Task requirements.
Everything from the line containing "Check that every instance of the mask ear" through the end of the entries should be transcribed exactly. Leave out all other lines.

Data records.
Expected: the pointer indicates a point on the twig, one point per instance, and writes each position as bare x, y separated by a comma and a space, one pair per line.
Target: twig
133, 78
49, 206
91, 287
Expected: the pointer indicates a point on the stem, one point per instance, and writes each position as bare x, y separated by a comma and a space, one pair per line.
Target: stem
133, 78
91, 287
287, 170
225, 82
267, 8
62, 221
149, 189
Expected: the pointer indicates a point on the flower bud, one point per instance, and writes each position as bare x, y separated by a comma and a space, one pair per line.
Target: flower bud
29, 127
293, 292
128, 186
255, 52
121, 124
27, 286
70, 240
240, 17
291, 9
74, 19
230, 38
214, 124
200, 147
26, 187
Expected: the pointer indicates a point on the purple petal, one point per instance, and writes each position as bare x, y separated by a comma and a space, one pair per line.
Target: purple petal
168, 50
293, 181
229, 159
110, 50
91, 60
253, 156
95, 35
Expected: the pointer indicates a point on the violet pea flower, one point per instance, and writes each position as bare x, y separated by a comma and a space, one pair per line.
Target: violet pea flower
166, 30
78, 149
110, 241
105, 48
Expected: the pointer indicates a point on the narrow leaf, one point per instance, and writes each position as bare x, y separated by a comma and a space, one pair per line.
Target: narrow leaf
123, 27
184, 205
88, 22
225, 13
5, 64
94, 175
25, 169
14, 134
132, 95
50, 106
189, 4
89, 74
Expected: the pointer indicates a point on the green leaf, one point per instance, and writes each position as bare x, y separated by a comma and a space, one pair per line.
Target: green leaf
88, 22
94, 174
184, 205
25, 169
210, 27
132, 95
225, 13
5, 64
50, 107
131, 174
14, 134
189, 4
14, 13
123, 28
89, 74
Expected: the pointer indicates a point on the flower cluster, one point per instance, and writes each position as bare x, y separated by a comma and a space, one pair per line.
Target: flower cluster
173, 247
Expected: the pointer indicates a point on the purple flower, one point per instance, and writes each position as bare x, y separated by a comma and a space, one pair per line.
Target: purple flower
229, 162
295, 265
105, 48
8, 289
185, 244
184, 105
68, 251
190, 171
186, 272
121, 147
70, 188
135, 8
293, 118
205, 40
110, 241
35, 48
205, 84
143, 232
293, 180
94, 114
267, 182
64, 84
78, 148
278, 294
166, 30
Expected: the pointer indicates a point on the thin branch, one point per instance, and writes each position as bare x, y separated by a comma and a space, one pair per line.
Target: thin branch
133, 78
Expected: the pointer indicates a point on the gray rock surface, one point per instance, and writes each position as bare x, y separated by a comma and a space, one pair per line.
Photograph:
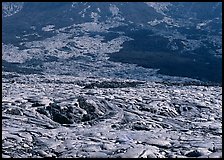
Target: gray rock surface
149, 120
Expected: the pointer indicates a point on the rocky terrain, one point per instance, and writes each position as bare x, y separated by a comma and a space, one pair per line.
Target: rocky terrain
112, 79
67, 116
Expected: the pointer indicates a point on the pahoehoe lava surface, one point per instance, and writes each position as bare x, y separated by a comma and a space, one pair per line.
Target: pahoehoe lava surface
52, 116
112, 79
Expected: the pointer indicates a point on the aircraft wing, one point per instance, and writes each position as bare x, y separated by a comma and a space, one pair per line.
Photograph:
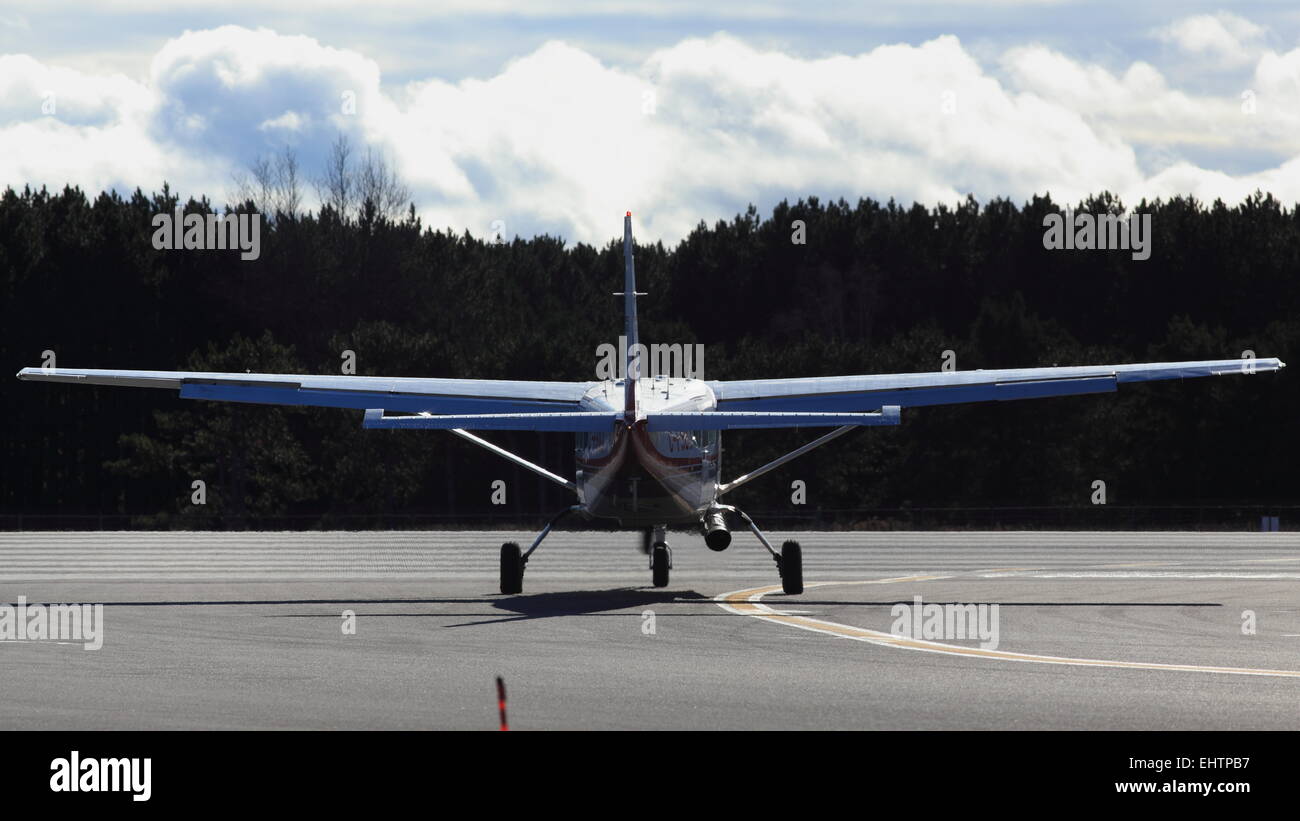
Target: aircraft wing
399, 394
915, 390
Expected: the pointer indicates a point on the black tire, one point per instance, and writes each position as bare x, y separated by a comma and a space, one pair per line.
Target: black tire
511, 569
659, 564
792, 568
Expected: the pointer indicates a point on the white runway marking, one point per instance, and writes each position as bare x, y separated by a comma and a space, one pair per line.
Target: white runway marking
749, 603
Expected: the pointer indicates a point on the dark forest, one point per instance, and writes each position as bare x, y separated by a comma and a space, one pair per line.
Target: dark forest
876, 287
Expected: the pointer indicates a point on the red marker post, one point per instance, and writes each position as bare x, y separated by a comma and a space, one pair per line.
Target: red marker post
501, 702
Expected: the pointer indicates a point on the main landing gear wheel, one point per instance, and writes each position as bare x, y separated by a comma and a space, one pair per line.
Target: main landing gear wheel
661, 561
511, 569
792, 568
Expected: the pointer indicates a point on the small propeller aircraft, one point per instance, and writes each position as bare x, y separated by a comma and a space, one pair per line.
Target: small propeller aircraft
648, 446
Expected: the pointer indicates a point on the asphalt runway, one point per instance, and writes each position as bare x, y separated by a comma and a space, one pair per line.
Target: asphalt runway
245, 630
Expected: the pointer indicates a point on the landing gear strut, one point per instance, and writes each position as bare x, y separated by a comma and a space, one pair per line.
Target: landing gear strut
789, 561
661, 556
512, 561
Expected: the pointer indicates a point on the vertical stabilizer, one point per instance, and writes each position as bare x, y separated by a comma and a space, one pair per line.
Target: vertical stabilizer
629, 322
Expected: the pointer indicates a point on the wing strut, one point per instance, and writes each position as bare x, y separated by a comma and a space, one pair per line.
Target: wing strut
889, 412
514, 457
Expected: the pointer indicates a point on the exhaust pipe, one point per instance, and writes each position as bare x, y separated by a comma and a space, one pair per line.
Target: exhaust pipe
716, 535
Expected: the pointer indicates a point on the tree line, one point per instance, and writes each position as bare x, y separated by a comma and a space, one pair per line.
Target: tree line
872, 287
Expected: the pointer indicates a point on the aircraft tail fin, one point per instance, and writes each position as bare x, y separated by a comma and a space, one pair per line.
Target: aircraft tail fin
629, 321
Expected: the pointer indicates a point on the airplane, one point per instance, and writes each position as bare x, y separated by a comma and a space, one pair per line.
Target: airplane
648, 447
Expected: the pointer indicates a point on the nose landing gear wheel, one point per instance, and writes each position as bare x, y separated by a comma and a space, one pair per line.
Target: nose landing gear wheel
511, 569
661, 560
792, 568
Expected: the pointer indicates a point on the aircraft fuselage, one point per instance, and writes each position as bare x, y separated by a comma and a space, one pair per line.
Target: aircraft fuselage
641, 477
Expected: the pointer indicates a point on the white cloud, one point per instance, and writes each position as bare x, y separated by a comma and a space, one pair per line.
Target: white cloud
1226, 38
558, 140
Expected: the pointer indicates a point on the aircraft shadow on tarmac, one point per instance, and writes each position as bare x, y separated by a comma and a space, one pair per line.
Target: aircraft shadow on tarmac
778, 602
612, 602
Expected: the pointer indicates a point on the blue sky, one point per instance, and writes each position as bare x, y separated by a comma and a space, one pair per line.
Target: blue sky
560, 116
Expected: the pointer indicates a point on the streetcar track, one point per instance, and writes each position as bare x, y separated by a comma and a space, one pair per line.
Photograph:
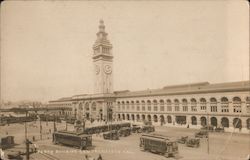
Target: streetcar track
49, 156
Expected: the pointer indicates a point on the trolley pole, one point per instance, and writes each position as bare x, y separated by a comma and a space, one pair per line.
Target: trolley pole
207, 134
66, 122
26, 112
40, 128
27, 149
54, 123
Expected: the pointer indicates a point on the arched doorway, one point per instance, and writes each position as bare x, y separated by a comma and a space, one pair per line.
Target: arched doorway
133, 117
155, 118
224, 122
248, 123
149, 117
237, 123
214, 121
169, 118
203, 121
194, 120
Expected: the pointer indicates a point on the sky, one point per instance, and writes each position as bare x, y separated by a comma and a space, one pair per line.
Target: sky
46, 46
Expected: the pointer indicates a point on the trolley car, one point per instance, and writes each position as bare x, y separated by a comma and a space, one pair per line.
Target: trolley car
81, 141
159, 144
7, 142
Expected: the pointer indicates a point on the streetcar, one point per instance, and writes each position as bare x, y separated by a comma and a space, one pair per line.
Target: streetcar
80, 140
7, 142
124, 132
159, 144
148, 128
112, 135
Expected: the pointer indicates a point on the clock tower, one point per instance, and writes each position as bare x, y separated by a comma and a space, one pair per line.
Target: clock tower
103, 62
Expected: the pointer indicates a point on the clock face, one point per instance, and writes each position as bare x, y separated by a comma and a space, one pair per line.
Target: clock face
107, 69
97, 69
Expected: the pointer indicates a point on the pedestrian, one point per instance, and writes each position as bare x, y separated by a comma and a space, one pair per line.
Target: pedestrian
99, 157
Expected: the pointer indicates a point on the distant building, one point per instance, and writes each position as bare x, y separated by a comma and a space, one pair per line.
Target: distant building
194, 105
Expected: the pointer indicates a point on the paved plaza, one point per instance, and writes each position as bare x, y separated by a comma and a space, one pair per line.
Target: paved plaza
222, 146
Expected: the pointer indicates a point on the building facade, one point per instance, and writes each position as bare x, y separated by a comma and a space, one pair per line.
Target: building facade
191, 105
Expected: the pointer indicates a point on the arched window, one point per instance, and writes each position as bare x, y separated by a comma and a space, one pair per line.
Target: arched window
87, 106
127, 105
203, 121
143, 105
213, 121
123, 105
155, 105
237, 104
194, 120
248, 104
184, 105
203, 104
248, 123
224, 104
149, 105
132, 105
193, 105
176, 105
237, 123
225, 122
169, 118
161, 105
93, 109
213, 105
169, 106
118, 106
137, 105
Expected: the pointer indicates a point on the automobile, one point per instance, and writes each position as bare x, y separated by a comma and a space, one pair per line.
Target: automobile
158, 144
201, 134
182, 140
193, 142
112, 135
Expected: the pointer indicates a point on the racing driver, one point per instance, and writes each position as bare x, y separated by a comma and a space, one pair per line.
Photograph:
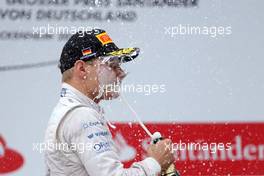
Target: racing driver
89, 62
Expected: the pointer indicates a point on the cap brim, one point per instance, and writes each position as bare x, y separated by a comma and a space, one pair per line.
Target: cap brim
122, 55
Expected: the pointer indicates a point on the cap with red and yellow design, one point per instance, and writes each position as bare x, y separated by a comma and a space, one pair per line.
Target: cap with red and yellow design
85, 45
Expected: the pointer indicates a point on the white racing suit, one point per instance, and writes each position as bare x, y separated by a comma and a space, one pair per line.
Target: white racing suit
79, 143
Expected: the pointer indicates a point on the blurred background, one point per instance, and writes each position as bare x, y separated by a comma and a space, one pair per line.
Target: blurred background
199, 77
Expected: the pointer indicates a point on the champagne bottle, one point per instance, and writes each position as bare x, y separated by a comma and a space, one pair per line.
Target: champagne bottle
171, 171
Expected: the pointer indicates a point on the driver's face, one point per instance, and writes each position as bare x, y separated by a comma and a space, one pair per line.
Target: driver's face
110, 75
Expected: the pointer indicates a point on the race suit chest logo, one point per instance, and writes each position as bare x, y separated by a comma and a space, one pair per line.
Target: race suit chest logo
10, 160
102, 146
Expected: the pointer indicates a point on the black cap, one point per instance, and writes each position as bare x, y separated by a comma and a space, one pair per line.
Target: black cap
86, 45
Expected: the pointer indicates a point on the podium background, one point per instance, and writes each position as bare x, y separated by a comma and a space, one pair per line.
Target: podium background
209, 81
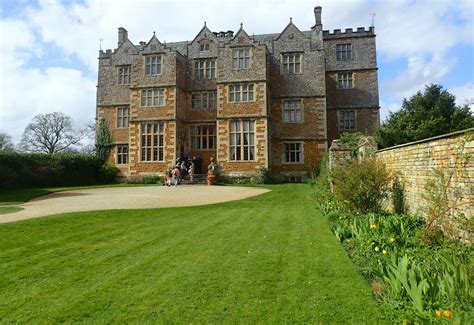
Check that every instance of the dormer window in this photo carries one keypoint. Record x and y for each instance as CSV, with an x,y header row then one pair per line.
x,y
153,65
124,74
344,52
291,63
241,58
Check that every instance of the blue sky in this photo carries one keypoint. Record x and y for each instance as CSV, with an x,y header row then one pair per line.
x,y
49,48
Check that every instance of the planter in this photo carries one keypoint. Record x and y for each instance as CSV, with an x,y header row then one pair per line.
x,y
211,179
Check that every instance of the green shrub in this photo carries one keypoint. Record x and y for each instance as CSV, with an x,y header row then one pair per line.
x,y
418,278
352,139
264,176
108,173
398,196
363,185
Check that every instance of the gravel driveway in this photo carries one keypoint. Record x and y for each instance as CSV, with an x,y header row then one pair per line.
x,y
128,198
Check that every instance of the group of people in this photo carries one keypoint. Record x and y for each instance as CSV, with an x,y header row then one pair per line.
x,y
184,166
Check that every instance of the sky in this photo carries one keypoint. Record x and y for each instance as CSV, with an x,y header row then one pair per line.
x,y
49,48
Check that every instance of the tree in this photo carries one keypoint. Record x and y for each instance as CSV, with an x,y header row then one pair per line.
x,y
424,115
50,133
6,143
104,141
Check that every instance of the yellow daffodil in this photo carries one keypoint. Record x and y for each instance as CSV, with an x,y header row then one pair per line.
x,y
447,314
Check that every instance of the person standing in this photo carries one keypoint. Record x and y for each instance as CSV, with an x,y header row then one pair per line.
x,y
183,169
175,174
191,172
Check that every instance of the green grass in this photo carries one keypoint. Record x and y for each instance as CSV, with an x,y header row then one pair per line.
x,y
9,209
267,259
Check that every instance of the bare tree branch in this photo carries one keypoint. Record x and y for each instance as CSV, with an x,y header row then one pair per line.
x,y
50,133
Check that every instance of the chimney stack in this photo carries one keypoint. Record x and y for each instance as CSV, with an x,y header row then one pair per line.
x,y
123,36
317,17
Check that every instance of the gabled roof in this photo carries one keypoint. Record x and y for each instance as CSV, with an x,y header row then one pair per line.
x,y
126,45
204,33
290,28
241,33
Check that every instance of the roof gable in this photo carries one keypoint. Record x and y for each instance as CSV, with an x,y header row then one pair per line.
x,y
204,34
154,45
241,37
291,32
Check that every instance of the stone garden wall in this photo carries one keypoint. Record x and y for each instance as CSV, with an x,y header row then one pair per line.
x,y
415,164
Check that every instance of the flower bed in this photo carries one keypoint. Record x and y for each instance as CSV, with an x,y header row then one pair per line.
x,y
415,279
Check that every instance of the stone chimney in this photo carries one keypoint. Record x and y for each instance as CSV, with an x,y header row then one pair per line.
x,y
123,36
317,34
317,17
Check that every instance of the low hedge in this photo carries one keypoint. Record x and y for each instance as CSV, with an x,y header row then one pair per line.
x,y
41,170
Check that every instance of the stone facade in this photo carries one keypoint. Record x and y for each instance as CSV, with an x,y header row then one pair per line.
x,y
271,101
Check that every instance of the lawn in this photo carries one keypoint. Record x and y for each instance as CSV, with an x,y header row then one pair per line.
x,y
267,259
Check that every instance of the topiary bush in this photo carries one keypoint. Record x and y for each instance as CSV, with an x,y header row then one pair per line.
x,y
363,185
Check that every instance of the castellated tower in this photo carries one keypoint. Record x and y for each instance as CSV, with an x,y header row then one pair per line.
x,y
270,101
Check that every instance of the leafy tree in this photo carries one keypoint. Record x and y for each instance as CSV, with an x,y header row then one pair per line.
x,y
6,143
50,133
104,141
424,115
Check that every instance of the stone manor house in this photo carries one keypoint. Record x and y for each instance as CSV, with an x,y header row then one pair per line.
x,y
251,101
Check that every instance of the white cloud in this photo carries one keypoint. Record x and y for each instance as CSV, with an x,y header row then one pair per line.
x,y
30,92
464,94
419,73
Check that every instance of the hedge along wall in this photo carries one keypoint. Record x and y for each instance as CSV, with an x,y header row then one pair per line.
x,y
37,170
415,163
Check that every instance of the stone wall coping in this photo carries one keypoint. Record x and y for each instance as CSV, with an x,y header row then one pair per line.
x,y
447,135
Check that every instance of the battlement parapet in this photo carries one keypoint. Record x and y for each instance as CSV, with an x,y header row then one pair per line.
x,y
349,32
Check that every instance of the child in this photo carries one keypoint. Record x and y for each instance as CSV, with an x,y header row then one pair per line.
x,y
191,172
175,174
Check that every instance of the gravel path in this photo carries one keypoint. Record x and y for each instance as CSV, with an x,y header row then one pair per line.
x,y
128,198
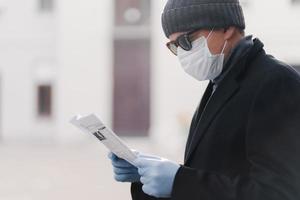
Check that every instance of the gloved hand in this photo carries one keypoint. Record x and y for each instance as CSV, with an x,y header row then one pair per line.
x,y
123,171
157,175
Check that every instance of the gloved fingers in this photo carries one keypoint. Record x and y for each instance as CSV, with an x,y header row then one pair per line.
x,y
148,190
142,162
145,180
119,170
119,162
111,155
126,178
142,171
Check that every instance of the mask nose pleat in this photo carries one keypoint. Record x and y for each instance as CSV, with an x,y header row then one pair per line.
x,y
199,62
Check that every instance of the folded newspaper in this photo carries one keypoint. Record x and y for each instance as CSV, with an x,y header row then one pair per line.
x,y
91,124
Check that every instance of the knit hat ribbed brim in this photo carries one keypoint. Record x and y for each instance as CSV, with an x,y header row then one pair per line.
x,y
187,15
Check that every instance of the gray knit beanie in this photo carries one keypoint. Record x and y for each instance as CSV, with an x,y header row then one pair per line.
x,y
187,15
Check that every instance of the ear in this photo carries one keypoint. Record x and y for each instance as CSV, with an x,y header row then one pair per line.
x,y
229,33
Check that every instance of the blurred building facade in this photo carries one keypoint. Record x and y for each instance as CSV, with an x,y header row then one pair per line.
x,y
62,58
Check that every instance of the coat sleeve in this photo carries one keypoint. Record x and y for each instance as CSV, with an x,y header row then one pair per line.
x,y
138,194
272,146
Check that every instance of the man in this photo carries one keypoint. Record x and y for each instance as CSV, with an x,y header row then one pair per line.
x,y
244,140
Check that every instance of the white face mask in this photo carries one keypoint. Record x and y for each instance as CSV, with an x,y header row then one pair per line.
x,y
199,62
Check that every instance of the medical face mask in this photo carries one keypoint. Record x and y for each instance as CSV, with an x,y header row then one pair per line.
x,y
199,62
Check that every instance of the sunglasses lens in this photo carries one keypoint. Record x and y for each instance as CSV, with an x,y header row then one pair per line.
x,y
173,48
184,43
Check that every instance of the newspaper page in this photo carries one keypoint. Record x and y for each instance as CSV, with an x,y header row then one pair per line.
x,y
91,124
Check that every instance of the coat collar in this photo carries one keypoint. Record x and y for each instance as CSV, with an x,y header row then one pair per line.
x,y
227,88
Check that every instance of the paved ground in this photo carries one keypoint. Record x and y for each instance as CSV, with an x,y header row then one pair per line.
x,y
64,172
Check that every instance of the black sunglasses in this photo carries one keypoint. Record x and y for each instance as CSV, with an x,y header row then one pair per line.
x,y
184,41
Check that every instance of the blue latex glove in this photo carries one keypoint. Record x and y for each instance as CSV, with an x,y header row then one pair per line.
x,y
123,171
157,175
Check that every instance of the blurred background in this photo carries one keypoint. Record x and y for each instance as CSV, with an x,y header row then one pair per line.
x,y
59,58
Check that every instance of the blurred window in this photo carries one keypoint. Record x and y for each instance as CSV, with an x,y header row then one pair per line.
x,y
46,5
44,100
132,12
131,102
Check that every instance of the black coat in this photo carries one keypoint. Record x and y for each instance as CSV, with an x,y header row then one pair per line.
x,y
245,143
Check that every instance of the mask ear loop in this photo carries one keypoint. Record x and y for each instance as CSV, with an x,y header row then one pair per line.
x,y
210,34
224,47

Expected answer.
Check that every instance of the mask ear loop in this photo carries one keypoint. Record x and y for each instance as CSV, with an x,y header row then one pair per line.
x,y
210,34
224,47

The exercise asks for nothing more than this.